WHAT IS REQUIRED |
Update the lines below by replacing each occurrence of "Quickstart" with "Usage note", and leave everything else unchanged.

^^^^^^^^

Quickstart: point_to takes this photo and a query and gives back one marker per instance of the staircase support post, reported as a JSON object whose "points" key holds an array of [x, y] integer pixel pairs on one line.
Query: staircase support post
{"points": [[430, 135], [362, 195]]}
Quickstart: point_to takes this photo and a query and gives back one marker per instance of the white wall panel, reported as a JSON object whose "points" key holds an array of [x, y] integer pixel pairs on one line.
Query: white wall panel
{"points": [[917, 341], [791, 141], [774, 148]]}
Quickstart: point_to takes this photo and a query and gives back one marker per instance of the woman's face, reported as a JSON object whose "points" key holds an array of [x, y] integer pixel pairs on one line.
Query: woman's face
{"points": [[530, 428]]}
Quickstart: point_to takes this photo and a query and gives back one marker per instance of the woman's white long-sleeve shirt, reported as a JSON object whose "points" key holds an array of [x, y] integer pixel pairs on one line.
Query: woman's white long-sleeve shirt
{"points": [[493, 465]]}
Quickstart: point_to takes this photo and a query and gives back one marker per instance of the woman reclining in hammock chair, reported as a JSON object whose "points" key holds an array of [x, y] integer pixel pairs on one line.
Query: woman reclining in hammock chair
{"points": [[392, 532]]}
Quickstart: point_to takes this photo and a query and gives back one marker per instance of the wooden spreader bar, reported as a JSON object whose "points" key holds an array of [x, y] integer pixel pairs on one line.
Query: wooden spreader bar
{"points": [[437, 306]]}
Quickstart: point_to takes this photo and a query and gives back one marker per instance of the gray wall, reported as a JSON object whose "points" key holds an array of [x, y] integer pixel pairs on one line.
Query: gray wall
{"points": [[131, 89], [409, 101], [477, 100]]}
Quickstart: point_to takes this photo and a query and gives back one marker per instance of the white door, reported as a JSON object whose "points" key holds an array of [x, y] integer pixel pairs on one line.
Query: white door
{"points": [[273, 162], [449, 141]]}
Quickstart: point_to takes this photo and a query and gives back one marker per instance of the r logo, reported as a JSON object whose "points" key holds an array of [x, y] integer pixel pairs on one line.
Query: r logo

^^^^^^^^

WORKED SOLUTION |
Usage note: point_to takes this photo and a query and gives back one marker per instance of the staircase support post, reported as a JSON object whose "points" key holds an array of [x, y] integer pixel pairs on one line.
Query: staircase support post
{"points": [[430, 135], [362, 195]]}
Usage note: point_to takes this photo and a query and gives back one marker per instance of the white wall panel, reported as a JSON object whose "points" key holds an array of [x, y] integer pixel pairs on one line.
Query: white wall panel
{"points": [[917, 341], [791, 141], [774, 148]]}
Usage note: point_to takes this photo and a query and gives back one marker per instance of the woman's face, reported as a JSON object whose "points" key holds an array of [x, y] integer pixel pairs on one line.
Query: woman's face
{"points": [[530, 428]]}
Usage note: point_to takes this photo and a query and gives back one marker per instance of the woman's white long-sleeve shirt, reported as a JSON object whose "points" key holds an array of [x, y] integer pixel pairs on one line.
Query: woman's white long-sleeve shirt
{"points": [[493, 465]]}
Usage note: point_to takes this photo and a query and gives back one marker per instance of the woman reclining in hammock chair, reported as a JSON object whose "points" key holds an array of [x, y] integer pixel pairs on one line.
Query: woman reclining in hammock chair
{"points": [[392, 532]]}
Usage note: point_to takes this photo and a query and gives back one marker per instance of the wooden spreader bar, reported as a JSON object whose "points" key holds an array of [x, y] integer pixel pairs on one line.
Query: wooden spreader bar
{"points": [[437, 306]]}
Usage note: point_to takes this photo and a query and gives back one marker per instance of the gray wall, reported as a JSON object whose "points" key holds an array of [x, y] integer pixel pairs on one line.
Query: gray wall
{"points": [[131, 89], [409, 101], [477, 100]]}
Usage note: point_to takes this photo and a query and gives back one marker per instance of the white door, reported as a JSON object whose "points" key holds an array of [x, y] integer pixel pairs on one line.
Query: white door
{"points": [[273, 162], [449, 141]]}
Usage note: point_to takes this photo and a query and gives back one marker per instance of the r logo, reported as a JSON object whose "points" key holds an array of [x, y] integer pixel pairs on one line.
Query: r logo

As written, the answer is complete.